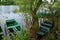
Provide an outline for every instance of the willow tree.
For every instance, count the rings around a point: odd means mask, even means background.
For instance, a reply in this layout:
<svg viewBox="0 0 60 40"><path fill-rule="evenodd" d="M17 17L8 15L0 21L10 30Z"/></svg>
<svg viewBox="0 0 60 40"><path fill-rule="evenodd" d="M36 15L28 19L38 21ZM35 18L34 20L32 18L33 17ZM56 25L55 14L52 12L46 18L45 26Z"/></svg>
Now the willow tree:
<svg viewBox="0 0 60 40"><path fill-rule="evenodd" d="M38 29L38 17L36 11L42 3L42 0L15 0L16 4L20 6L20 12L29 13L33 18L33 24L30 29L30 37L36 38L36 31ZM33 36L34 35L34 36Z"/></svg>

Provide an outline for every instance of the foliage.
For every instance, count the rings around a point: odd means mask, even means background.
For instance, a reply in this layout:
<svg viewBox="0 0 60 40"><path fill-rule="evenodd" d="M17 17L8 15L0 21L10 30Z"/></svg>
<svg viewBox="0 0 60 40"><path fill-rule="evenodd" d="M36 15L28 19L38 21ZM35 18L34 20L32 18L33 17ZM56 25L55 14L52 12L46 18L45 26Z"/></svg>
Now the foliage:
<svg viewBox="0 0 60 40"><path fill-rule="evenodd" d="M0 5L16 5L13 0L0 0Z"/></svg>

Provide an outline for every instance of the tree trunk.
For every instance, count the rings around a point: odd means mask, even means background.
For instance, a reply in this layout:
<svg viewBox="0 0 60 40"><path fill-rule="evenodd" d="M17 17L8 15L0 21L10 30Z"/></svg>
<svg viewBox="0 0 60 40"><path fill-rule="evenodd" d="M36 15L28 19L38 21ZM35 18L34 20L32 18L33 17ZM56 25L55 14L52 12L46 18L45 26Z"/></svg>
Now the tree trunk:
<svg viewBox="0 0 60 40"><path fill-rule="evenodd" d="M36 11L38 10L41 4L42 0L39 0L39 2L36 4L36 8L32 10L33 24L32 28L29 31L29 40L37 40L36 32L38 30L38 17L36 16Z"/></svg>

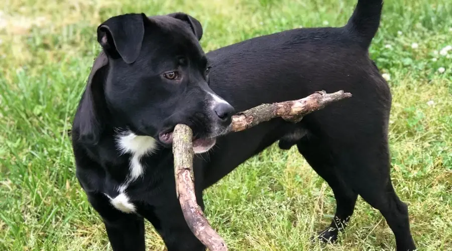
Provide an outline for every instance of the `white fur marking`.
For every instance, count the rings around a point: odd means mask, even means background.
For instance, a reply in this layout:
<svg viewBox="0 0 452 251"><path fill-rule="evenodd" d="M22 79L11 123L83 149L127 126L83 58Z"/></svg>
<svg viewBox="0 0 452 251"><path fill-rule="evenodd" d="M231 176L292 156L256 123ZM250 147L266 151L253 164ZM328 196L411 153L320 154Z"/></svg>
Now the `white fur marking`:
<svg viewBox="0 0 452 251"><path fill-rule="evenodd" d="M124 193L119 194L114 199L110 198L110 203L118 210L126 213L135 212L135 206L129 202L129 197Z"/></svg>
<svg viewBox="0 0 452 251"><path fill-rule="evenodd" d="M213 107L215 107L215 105L216 104L216 103L223 103L223 104L229 104L229 103L228 103L226 100L219 97L216 94L213 94L211 92L209 92L209 94L210 94L210 95L212 96L212 97L213 98Z"/></svg>
<svg viewBox="0 0 452 251"><path fill-rule="evenodd" d="M129 180L126 182L128 184L144 173L144 168L140 161L143 156L152 153L157 147L157 144L152 137L139 136L129 132L119 137L118 145L123 154L132 154L129 166ZM122 190L124 191L125 188Z"/></svg>

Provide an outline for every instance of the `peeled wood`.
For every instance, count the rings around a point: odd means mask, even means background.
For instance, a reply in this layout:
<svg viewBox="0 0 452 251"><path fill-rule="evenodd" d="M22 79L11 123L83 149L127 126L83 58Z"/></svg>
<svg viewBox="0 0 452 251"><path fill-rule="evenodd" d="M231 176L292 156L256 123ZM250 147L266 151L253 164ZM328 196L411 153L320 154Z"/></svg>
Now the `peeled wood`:
<svg viewBox="0 0 452 251"><path fill-rule="evenodd" d="M294 122L303 116L324 107L332 102L350 97L352 94L343 91L327 94L316 92L296 100L273 104L263 104L233 116L230 132L239 132L259 123L281 117ZM227 251L223 239L210 226L201 207L196 202L193 173L193 132L186 125L176 126L173 133L174 175L176 191L184 217L190 230L210 251Z"/></svg>

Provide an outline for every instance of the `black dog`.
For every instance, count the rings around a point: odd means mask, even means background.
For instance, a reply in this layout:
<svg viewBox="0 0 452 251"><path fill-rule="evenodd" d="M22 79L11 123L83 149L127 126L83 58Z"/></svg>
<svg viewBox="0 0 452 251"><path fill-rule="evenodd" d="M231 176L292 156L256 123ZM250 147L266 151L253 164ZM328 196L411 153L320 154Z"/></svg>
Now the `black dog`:
<svg viewBox="0 0 452 251"><path fill-rule="evenodd" d="M128 14L99 26L103 49L75 114L72 141L77 177L113 249L145 250L146 218L169 250L204 250L176 196L170 146L179 123L193 129L201 155L194 165L201 206L203 189L279 140L283 149L296 145L334 192L334 219L320 238L336 239L360 195L383 214L397 250L415 249L407 207L389 176L391 93L368 52L382 2L359 0L343 27L287 31L206 55L198 41L200 24L183 13ZM321 90L353 97L297 123L275 119L222 136L233 107L244 110Z"/></svg>

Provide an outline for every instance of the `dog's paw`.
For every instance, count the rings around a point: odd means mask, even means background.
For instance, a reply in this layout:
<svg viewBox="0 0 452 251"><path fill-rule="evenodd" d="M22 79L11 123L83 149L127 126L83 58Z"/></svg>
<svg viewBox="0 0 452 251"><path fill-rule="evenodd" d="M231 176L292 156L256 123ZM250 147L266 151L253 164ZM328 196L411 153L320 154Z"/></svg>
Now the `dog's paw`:
<svg viewBox="0 0 452 251"><path fill-rule="evenodd" d="M318 232L315 236L312 237L312 240L317 242L319 240L322 243L333 243L337 240L337 234L338 230L334 227L328 227L327 228Z"/></svg>

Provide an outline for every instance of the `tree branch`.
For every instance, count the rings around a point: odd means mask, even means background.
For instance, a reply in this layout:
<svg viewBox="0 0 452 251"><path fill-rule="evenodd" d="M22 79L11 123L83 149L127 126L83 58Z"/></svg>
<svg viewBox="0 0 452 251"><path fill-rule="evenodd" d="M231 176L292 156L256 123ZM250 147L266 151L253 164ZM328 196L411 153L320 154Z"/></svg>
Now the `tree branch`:
<svg viewBox="0 0 452 251"><path fill-rule="evenodd" d="M343 91L327 94L316 92L296 100L263 104L233 116L230 132L239 132L259 123L281 117L287 121L299 122L303 116L324 107L327 104L350 97ZM173 133L173 153L176 191L184 217L191 231L210 251L227 251L223 239L209 224L201 207L196 202L193 173L193 132L187 126L176 126Z"/></svg>

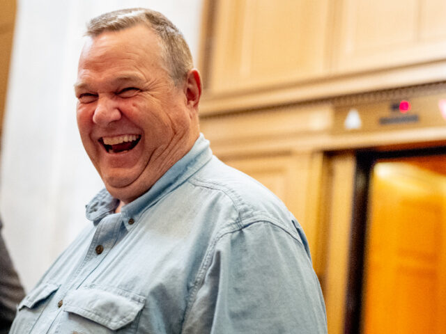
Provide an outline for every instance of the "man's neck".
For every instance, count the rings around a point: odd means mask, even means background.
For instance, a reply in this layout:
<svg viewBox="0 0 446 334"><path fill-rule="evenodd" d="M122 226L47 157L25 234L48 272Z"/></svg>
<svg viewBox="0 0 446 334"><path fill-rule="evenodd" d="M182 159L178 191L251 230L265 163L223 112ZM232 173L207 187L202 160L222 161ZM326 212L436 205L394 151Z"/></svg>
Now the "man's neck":
<svg viewBox="0 0 446 334"><path fill-rule="evenodd" d="M118 205L118 207L116 207L114 209L114 213L115 214L118 214L119 212L121 212L121 208L123 207L123 206L125 205L125 203L124 203L122 200L119 201L119 205Z"/></svg>

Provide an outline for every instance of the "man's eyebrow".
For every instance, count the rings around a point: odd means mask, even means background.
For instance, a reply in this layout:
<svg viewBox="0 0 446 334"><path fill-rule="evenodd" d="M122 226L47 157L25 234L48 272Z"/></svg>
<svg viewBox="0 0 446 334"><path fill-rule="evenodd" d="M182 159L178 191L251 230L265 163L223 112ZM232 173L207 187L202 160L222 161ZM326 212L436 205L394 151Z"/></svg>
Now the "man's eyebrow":
<svg viewBox="0 0 446 334"><path fill-rule="evenodd" d="M125 75L113 79L109 81L109 84L112 86L118 86L127 83L141 84L144 82L144 79L137 75ZM89 90L90 86L87 83L82 82L82 81L75 82L73 86L75 87L75 90L82 89Z"/></svg>

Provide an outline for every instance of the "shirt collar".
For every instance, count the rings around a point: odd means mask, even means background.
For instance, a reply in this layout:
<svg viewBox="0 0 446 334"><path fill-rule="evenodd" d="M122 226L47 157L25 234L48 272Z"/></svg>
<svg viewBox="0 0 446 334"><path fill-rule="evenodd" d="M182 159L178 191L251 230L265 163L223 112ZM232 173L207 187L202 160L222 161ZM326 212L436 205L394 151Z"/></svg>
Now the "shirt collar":
<svg viewBox="0 0 446 334"><path fill-rule="evenodd" d="M122 207L121 212L123 221L138 216L144 209L155 204L186 181L211 157L209 141L201 134L192 148L171 167L146 193ZM102 218L114 212L118 204L119 200L104 189L86 205L86 218L96 225Z"/></svg>

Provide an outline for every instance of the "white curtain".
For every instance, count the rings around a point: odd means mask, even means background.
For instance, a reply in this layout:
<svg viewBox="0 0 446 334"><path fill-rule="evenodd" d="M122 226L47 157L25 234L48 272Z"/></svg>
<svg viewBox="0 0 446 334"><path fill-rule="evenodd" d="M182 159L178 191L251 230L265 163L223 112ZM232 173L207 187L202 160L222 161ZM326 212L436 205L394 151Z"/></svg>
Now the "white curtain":
<svg viewBox="0 0 446 334"><path fill-rule="evenodd" d="M164 13L198 50L201 0L19 0L0 177L3 235L25 288L89 223L102 182L82 146L72 85L86 22L146 7ZM196 57L194 57L196 58Z"/></svg>

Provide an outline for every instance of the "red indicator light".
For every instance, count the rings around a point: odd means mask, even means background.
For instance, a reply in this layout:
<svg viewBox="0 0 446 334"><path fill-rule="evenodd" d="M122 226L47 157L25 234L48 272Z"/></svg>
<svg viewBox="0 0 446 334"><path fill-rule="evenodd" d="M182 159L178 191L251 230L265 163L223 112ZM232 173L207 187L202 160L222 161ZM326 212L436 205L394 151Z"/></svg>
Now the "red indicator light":
<svg viewBox="0 0 446 334"><path fill-rule="evenodd" d="M399 112L406 113L410 110L410 104L408 101L403 100L399 102Z"/></svg>
<svg viewBox="0 0 446 334"><path fill-rule="evenodd" d="M440 100L438 101L438 108L440 108L441 116L443 116L443 118L446 120L446 100Z"/></svg>

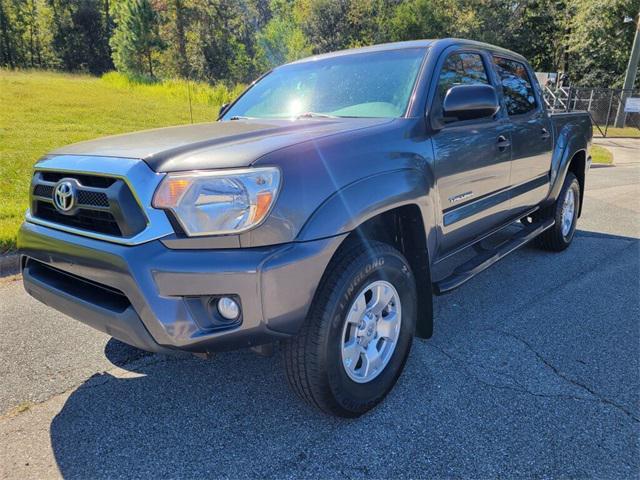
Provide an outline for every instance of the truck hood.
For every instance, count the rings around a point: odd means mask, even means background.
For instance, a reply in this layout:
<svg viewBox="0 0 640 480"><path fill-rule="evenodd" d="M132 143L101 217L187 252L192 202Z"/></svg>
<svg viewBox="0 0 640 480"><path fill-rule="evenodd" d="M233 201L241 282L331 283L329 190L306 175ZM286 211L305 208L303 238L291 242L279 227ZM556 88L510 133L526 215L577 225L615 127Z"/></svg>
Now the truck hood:
<svg viewBox="0 0 640 480"><path fill-rule="evenodd" d="M200 123L76 143L51 155L135 158L145 161L156 172L246 167L284 147L391 121L311 118Z"/></svg>

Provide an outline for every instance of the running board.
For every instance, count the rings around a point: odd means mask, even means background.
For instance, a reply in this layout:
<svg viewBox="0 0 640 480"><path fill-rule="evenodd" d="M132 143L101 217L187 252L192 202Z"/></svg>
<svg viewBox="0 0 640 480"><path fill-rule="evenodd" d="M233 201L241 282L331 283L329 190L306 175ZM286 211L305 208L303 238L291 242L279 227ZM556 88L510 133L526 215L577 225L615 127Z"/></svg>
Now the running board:
<svg viewBox="0 0 640 480"><path fill-rule="evenodd" d="M480 272L489 268L498 260L503 259L514 250L517 250L523 245L529 243L542 232L553 227L554 224L555 220L549 219L525 227L509 240L494 249L485 250L479 247L478 244L476 244L474 247L478 254L471 260L468 260L467 262L458 266L449 277L436 282L433 286L434 293L436 295L442 295L443 293L447 293L458 288L460 285L467 282L468 280L471 280Z"/></svg>

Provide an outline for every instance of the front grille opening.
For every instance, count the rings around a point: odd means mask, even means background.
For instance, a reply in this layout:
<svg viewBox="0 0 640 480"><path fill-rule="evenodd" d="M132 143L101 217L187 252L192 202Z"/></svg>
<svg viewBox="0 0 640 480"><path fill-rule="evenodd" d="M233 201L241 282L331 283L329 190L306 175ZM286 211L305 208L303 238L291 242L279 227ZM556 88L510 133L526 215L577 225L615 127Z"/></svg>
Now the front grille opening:
<svg viewBox="0 0 640 480"><path fill-rule="evenodd" d="M53 186L42 184L36 185L36 188L33 189L33 194L36 197L51 198L53 196Z"/></svg>
<svg viewBox="0 0 640 480"><path fill-rule="evenodd" d="M63 178L75 178L80 182L80 185L85 187L95 188L109 188L116 183L117 178L102 177L100 175L86 175L81 173L68 173L68 172L45 172L41 171L40 175L45 182L57 182Z"/></svg>
<svg viewBox="0 0 640 480"><path fill-rule="evenodd" d="M92 305L115 313L122 313L131 306L124 293L107 285L63 272L33 258L27 259L25 267L36 280Z"/></svg>
<svg viewBox="0 0 640 480"><path fill-rule="evenodd" d="M122 236L118 222L109 212L80 208L74 215L63 215L51 203L43 201L36 202L36 212L38 218L49 222L105 235Z"/></svg>
<svg viewBox="0 0 640 480"><path fill-rule="evenodd" d="M92 207L108 207L109 198L106 193L80 190L78 192L78 203L80 205L91 205Z"/></svg>

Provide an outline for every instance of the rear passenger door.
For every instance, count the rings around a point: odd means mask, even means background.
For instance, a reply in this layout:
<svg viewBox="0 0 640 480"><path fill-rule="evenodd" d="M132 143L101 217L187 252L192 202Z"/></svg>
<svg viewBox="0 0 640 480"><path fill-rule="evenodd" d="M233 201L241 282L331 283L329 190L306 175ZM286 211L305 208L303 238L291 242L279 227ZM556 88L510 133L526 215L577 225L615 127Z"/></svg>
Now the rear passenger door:
<svg viewBox="0 0 640 480"><path fill-rule="evenodd" d="M442 118L442 101L451 87L496 86L491 57L467 49L445 55L436 68L430 112L439 128L432 141L442 211L440 257L505 221L511 165L510 125L502 112L474 120Z"/></svg>
<svg viewBox="0 0 640 480"><path fill-rule="evenodd" d="M536 206L548 193L552 127L534 76L525 63L499 55L493 64L500 80L511 130L511 209Z"/></svg>

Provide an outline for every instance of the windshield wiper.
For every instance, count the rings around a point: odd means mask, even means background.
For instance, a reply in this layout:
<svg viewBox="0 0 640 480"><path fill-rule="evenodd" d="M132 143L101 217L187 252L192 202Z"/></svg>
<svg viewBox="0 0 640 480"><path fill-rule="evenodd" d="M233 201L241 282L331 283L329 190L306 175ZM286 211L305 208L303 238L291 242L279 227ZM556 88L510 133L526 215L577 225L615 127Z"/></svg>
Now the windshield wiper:
<svg viewBox="0 0 640 480"><path fill-rule="evenodd" d="M327 113L317 113L317 112L304 112L299 115L296 115L296 120L299 118L338 118L335 115L329 115Z"/></svg>

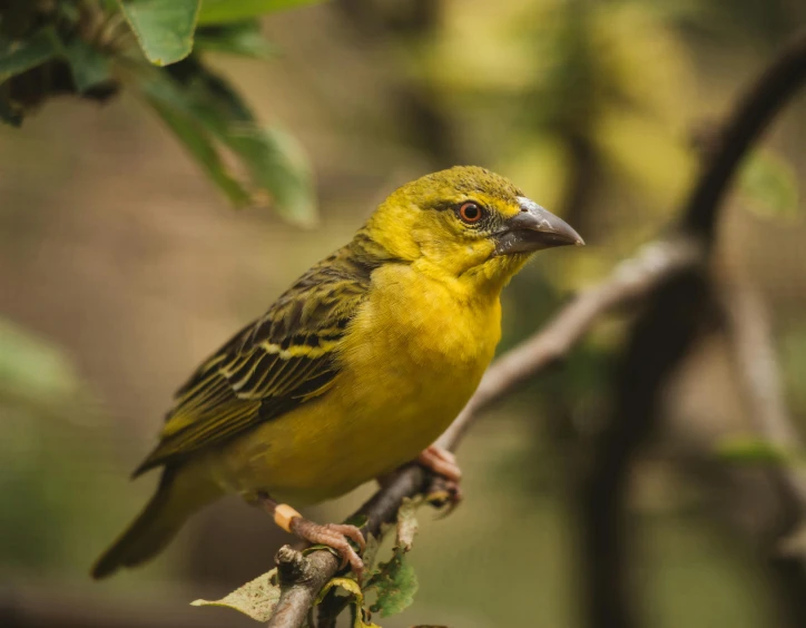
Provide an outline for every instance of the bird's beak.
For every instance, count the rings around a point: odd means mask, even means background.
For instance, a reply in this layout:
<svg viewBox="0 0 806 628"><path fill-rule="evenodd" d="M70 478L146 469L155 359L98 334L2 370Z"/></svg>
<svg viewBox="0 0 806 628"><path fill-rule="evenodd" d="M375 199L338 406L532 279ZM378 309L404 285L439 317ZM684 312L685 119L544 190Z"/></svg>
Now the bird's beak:
<svg viewBox="0 0 806 628"><path fill-rule="evenodd" d="M504 223L504 228L493 236L497 256L533 253L553 246L570 244L581 246L584 244L571 225L543 209L533 200L519 196L518 203L521 206L520 213L509 218Z"/></svg>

*TASK STATEMENT*. Write out again the rows from the line containing "Provide an outline for every instance of the running" through the line containing "Now the running", substituting "side step" for "running board" and changing nothing else.

*TASK RESPONSE*.
Provide an outline for every instance of the side step.
For every instance, count the rings around a point: odd means mask, even means background.
For instance, a reply in this layout:
<svg viewBox="0 0 640 480"><path fill-rule="evenodd" d="M132 143L101 217L187 252L192 202Z"/></svg>
<svg viewBox="0 0 640 480"><path fill-rule="evenodd" d="M233 201L241 282L331 283L329 190L306 175ZM286 211L305 208L303 238L291 242L279 227ZM556 88L510 133L526 215L577 225L615 127Z"/></svg>
Now the side step:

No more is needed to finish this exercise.